Of the entries below, repeat exactly only those lines from the one containing "pixel 325 727" through the last line, with pictures omitted.

● **Natural-language object grounding data**
● ● ●
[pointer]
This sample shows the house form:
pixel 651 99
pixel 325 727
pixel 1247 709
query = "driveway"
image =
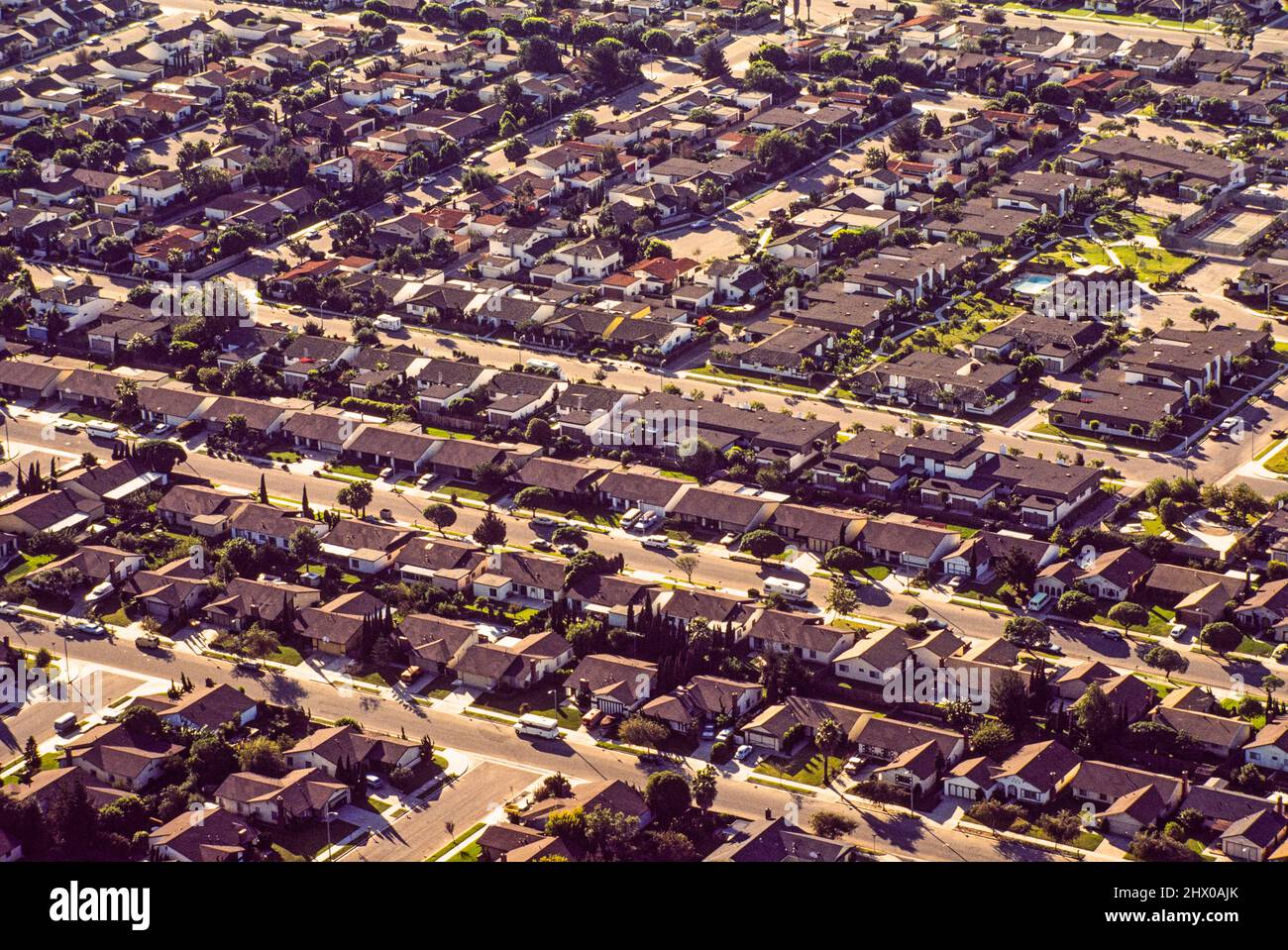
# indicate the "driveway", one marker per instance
● ● ●
● **WORKED SOLUTION**
pixel 325 727
pixel 1247 709
query = "driveway"
image =
# indicate the "driveway", one marker per instance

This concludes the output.